### Problem to work on:
Copy each line of the entries below word for word. Omit the pictures from your copy.

### Dataset entries:
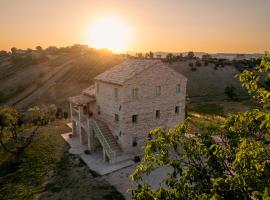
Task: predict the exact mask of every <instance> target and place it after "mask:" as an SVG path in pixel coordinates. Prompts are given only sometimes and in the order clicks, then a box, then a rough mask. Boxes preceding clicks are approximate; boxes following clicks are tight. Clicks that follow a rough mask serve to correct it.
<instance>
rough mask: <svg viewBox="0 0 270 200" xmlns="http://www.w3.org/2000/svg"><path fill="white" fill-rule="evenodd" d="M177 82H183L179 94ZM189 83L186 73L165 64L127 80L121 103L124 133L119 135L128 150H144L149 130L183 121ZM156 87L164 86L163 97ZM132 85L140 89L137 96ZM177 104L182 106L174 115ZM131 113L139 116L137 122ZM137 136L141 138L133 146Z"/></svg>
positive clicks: (120, 121)
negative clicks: (157, 127) (132, 95)
mask: <svg viewBox="0 0 270 200" xmlns="http://www.w3.org/2000/svg"><path fill="white" fill-rule="evenodd" d="M176 84H180V85H181V92H180V94H176ZM186 84H187V79H186V78H185V77H184V76H182V75H181V74H179V73H177V72H175V71H174V70H172V69H171V68H168V67H165V66H163V65H160V66H154V67H151V68H149V69H147V70H146V71H144V72H143V73H141V74H138V75H137V76H135V77H134V78H132V79H131V80H129V81H127V82H126V83H125V85H124V86H123V94H125V95H123V99H122V102H121V103H122V104H121V105H122V110H121V121H120V123H121V124H122V126H121V131H122V136H121V137H120V138H119V140H120V141H121V143H122V148H123V149H124V150H125V151H129V152H135V153H136V152H139V151H141V149H142V146H144V145H145V143H146V139H147V137H148V133H149V131H150V130H152V129H154V128H156V127H164V128H166V129H168V128H172V127H174V126H175V125H177V124H179V123H181V122H183V120H184V117H185V100H186ZM157 86H161V95H160V96H156V87H157ZM133 88H138V89H139V96H138V99H133V98H132V89H133ZM176 106H179V107H180V112H179V114H175V107H176ZM156 110H160V118H159V119H156ZM132 115H138V123H136V124H134V123H132ZM134 137H137V138H138V145H137V146H136V147H133V145H132V141H133V138H134Z"/></svg>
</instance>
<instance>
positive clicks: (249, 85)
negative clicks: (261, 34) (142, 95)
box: [131, 54, 270, 200]
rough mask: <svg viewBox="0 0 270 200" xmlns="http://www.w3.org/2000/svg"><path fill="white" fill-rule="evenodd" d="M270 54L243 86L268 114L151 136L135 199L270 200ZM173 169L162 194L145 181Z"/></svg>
mask: <svg viewBox="0 0 270 200" xmlns="http://www.w3.org/2000/svg"><path fill="white" fill-rule="evenodd" d="M269 58H270V57H269V54H266V56H265V57H264V58H263V59H262V62H261V64H260V65H259V66H257V68H256V69H257V71H253V72H250V71H243V72H242V73H241V74H240V75H239V80H240V82H241V83H242V85H243V87H244V88H246V89H247V90H248V91H249V92H250V93H251V94H253V96H254V98H256V99H257V100H258V101H259V102H260V103H261V104H262V107H263V108H262V109H260V110H251V111H247V112H244V113H238V114H236V115H230V116H228V117H227V119H226V120H225V122H224V123H223V124H222V125H221V126H216V127H213V126H211V127H210V126H209V127H208V126H206V127H205V128H204V129H201V130H199V131H198V133H197V134H190V131H189V121H188V120H186V122H185V123H184V124H183V125H178V126H177V127H175V128H173V129H171V130H169V131H166V130H164V129H162V128H158V129H155V130H153V131H151V133H150V134H151V136H152V137H151V139H149V140H148V143H147V146H146V147H145V150H144V153H145V154H144V157H143V159H142V162H141V163H140V164H139V165H138V166H137V168H136V170H135V171H134V173H133V174H132V175H131V179H132V180H133V181H134V182H135V183H136V184H137V187H136V188H134V189H133V190H131V191H132V198H133V199H145V200H146V199H147V200H148V199H270V114H269V107H268V105H269V102H270V91H269V88H267V87H266V85H265V84H264V81H263V80H262V79H261V78H262V77H265V76H267V74H269V71H270V59H269ZM165 166H166V167H169V169H170V170H169V171H168V176H167V178H165V179H164V180H163V181H162V182H161V183H160V186H159V188H152V187H151V185H150V184H149V183H148V182H147V181H146V180H145V179H144V175H145V174H146V175H147V174H150V173H152V172H153V171H155V170H156V169H157V168H160V167H165Z"/></svg>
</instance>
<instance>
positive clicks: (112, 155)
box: [93, 120, 116, 160]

### Answer to the problem:
Task: predict the exact mask of every <instance> target and place it after "mask:" as an SVG path in pixel coordinates. Prompts are given only sometimes and in the order clicks, then a box, then a rough mask. Boxes preceding clicks are approximate; boxes following clicks are tight. Clicks that follow a rough mask serve to correct it.
<instance>
rough mask: <svg viewBox="0 0 270 200" xmlns="http://www.w3.org/2000/svg"><path fill="white" fill-rule="evenodd" d="M177 82H183L179 94ZM189 83L186 73L165 64L127 80L121 103L124 133L119 135L128 150H144L149 130L183 121ZM156 87L164 86L163 97ZM132 85L140 89L137 96ZM177 104L182 106L174 115ZM131 113L139 116L137 122ZM137 136L141 138L133 146Z"/></svg>
positive clicks: (120, 121)
negative clicks: (157, 127) (132, 95)
mask: <svg viewBox="0 0 270 200" xmlns="http://www.w3.org/2000/svg"><path fill="white" fill-rule="evenodd" d="M176 84H180V85H181V92H180V94H176ZM186 84H187V79H186V78H185V77H184V76H182V75H181V74H179V73H177V72H175V71H174V70H172V69H171V68H168V67H165V66H163V65H160V66H154V67H151V68H149V69H147V70H146V71H144V72H143V73H141V74H138V75H137V76H135V77H134V78H132V79H131V80H129V81H127V82H126V83H125V85H124V86H123V94H125V95H123V99H122V102H121V103H122V104H121V105H122V110H121V121H120V123H121V124H122V126H121V131H122V136H121V137H120V138H119V140H120V141H121V143H122V148H123V149H124V150H125V151H129V152H135V153H136V152H139V151H141V149H142V146H144V145H145V143H146V139H147V137H148V133H149V131H150V130H152V129H154V128H156V127H164V128H166V129H168V128H172V127H174V126H175V125H177V124H179V123H181V122H183V120H184V117H185V100H186ZM157 86H161V95H160V96H156V87H157ZM133 88H138V89H139V96H138V99H133V98H132V89H133ZM176 106H179V107H180V112H179V114H175V107H176ZM156 110H160V118H159V119H156ZM132 115H138V123H136V124H134V123H132ZM134 137H137V138H138V145H137V146H136V147H133V145H132V141H133V138H134Z"/></svg>
</instance>
<instance>
positive clicks: (249, 85)
negative clicks: (261, 34) (142, 95)
box: [131, 54, 270, 200]
rough mask: <svg viewBox="0 0 270 200" xmlns="http://www.w3.org/2000/svg"><path fill="white" fill-rule="evenodd" d="M270 54L243 86L268 114L151 136L135 199L270 200ZM173 169L162 194L145 181Z"/></svg>
mask: <svg viewBox="0 0 270 200" xmlns="http://www.w3.org/2000/svg"><path fill="white" fill-rule="evenodd" d="M269 58H270V57H269V54H266V56H265V57H264V58H263V59H262V62H261V64H260V65H259V66H257V68H256V69H257V71H253V72H250V71H243V72H242V73H241V74H240V75H239V80H240V82H241V83H242V85H243V87H244V88H246V89H247V90H248V91H249V92H250V93H251V94H253V96H254V98H256V99H257V100H258V101H259V102H260V103H261V104H262V107H263V108H262V109H260V110H251V111H247V112H244V113H238V114H236V115H230V116H228V117H227V119H226V120H225V122H224V123H223V124H222V125H221V126H216V127H213V126H211V127H210V126H209V127H208V126H206V127H205V128H204V129H201V130H199V131H198V133H197V134H190V131H189V121H188V120H186V122H185V123H184V124H183V125H178V126H177V127H175V128H173V129H171V130H169V131H166V130H164V129H162V128H158V129H155V130H153V131H151V133H150V134H151V136H152V137H151V139H149V140H148V143H147V146H146V147H145V150H144V153H145V154H144V157H143V159H142V162H141V163H140V164H139V165H138V166H137V168H136V170H135V171H134V173H133V174H132V175H131V179H132V180H133V181H134V182H135V183H136V184H137V187H136V188H134V189H133V190H131V191H132V198H133V199H145V200H146V199H147V200H148V199H270V114H269V107H268V105H269V102H270V91H269V88H267V87H266V85H265V84H264V81H263V80H262V79H261V78H262V77H265V76H267V74H269V71H270V59H269ZM165 166H166V167H169V169H170V170H169V171H168V176H167V178H165V179H164V180H163V181H162V182H161V183H160V186H159V188H152V187H151V185H150V184H149V183H148V182H147V181H146V180H145V179H144V175H145V174H146V175H147V174H150V173H152V172H153V171H155V170H156V169H157V168H160V167H165Z"/></svg>
</instance>
<instance>
positive clicks: (112, 155)
box: [93, 120, 116, 160]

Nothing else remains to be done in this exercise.